WRITTEN REQUEST:
Write out every single entry exactly.

═════ THE DATA ═════

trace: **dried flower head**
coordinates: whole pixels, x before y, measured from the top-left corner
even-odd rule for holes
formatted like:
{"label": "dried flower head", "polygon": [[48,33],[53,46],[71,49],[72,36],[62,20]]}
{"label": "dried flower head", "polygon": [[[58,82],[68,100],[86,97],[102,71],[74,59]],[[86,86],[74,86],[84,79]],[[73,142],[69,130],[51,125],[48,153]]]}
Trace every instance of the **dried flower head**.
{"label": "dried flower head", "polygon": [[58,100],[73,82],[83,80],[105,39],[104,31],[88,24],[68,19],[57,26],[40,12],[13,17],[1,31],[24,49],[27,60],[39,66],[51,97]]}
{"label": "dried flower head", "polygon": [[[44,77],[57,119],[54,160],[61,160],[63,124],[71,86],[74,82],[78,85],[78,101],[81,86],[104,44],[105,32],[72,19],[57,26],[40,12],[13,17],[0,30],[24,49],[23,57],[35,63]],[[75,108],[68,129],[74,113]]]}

═════

EXERCISE ANSWER:
trace: **dried flower head**
coordinates: whole pixels, x before y, measured from the top-left corner
even-odd rule for holes
formatted like:
{"label": "dried flower head", "polygon": [[48,33],[53,46],[71,49],[72,36],[62,20]]}
{"label": "dried flower head", "polygon": [[[58,82],[68,100],[86,97],[102,71],[74,59]],[[86,86],[74,86],[84,79]],[[73,142],[69,130],[51,125],[48,153]]]}
Trace every instance of the **dried flower head**.
{"label": "dried flower head", "polygon": [[58,100],[73,82],[83,80],[105,39],[104,31],[88,24],[68,19],[57,26],[40,12],[13,17],[1,31],[24,49],[27,60],[39,66],[51,97]]}
{"label": "dried flower head", "polygon": [[[44,77],[57,119],[54,160],[61,160],[63,124],[71,86],[74,82],[78,85],[78,101],[81,86],[104,44],[105,32],[72,19],[57,26],[40,12],[13,17],[0,30],[24,49],[23,57],[35,63]],[[75,108],[68,129],[74,113]]]}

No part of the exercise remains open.